Reading passage

Content starts

Commensurate with this greater understanding are the policy-driven initiatives designed to return rights to the individual. This is changing the dynamics of the relationship between data subject and data holder, but it is also helping to construct a solid framework of understanding for the digital age, enabling the next wave of innovation to push ahead – and businesses to leverage the new data economy in safety.
Riding the next wave
With 5G networks rolling out across the world, the capacity of data transmission is mounting. This, says Dobson, is empowering all stakeholders and giving rise to new sources of data. In the future data economy, he suggests machine-to-machine communication could be amongst the most powerful.
“Whether it’s for autonomous vehicles on the roads, automated medical procedures or a host of other possibilities, improvements in data transmission could open up industries where precision-machinery communicates in ways that, today, we can only dream of,” says Mahoney.
The nature of machine-to-machine data transmission may have a huge impact on the nature of commercial models and economies in general. As cutting edge solutions become commonplace, it will impact core commercial activities such as payments and collections. With real-time data, the rise of fractional or micro-payments begins to emerge.
Treasury tends to think in terms of end-of-day batch payments. But where the transmission method increases in velocity, so too does the data flow. This, suggests Dobson, will lead to a “profound change to the way commercial entities operate”.
Indeed, instant automated micro-payments could be made to suppliers based on devices sharing job completion data, potentially several times a day as a project progresses. With confirming transactions taking place at near-instantaneous speed, the velocity of commerce increases in parallel. Batch processing may be fine for now but the positive implications of real-time data exchanges for treasurers are significant in terms of liquidity and working capital management.
With the increasing speed of networks and data transmission, Mahoney believes that the power of data – and thus its value and price – becomes “inextricably linked to the solution providers capable of transforming data to solve real business challenges”.
However, rather than acquiring data assets en masse, or implementing a broad-sweep approach to the new data economy, he advises corporates to adopt a focused ‘use-case’ approach. Building a use-case first requires data to be extracted from the right sources – potentially challenging in a legacy environment. The data haul must then be transformed into value-adding information; appropriate platforms and in-house skills must be available to achieve this. The final high-level consideration is data distribution. This means getting the insight to the right place, at the right time, in the right format and in a secure and governed way.

Content ends

Aim of the exercise
Copy out the data-economy text from "The nature of machine-to-machine" up to and including "begins to emerge.", swapping "commonplace" for "mainstream".

Extracted entries
Content starts

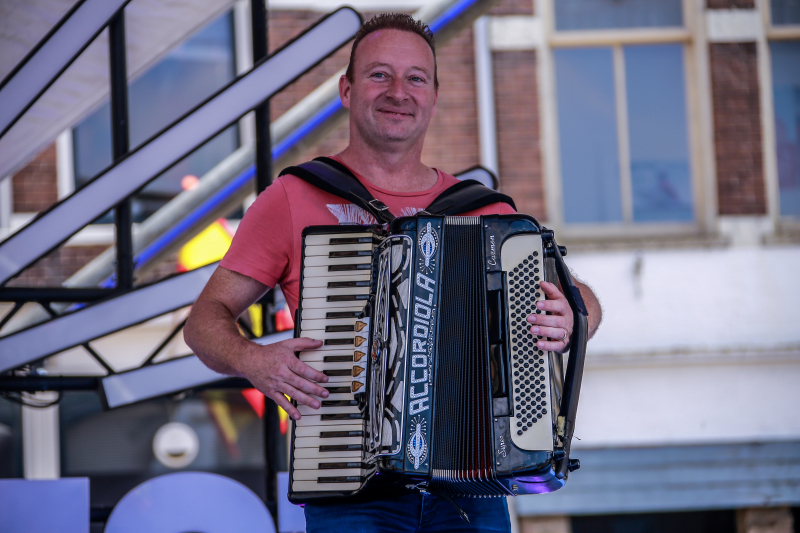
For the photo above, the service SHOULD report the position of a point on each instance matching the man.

Content ends
Content starts

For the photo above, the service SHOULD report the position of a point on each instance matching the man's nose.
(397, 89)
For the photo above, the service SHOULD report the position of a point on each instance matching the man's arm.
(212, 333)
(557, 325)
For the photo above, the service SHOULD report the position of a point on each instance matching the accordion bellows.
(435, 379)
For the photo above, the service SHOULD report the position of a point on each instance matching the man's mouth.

Content ends

Solution
The nature of machine-to-machine data transmission may have a huge impact on the nature of commercial models and economies in general. As cutting edge solutions become mainstream, it will impact core commercial activities such as payments and collections. With real-time data, the rise of fractional or micro-payments begins to emerge.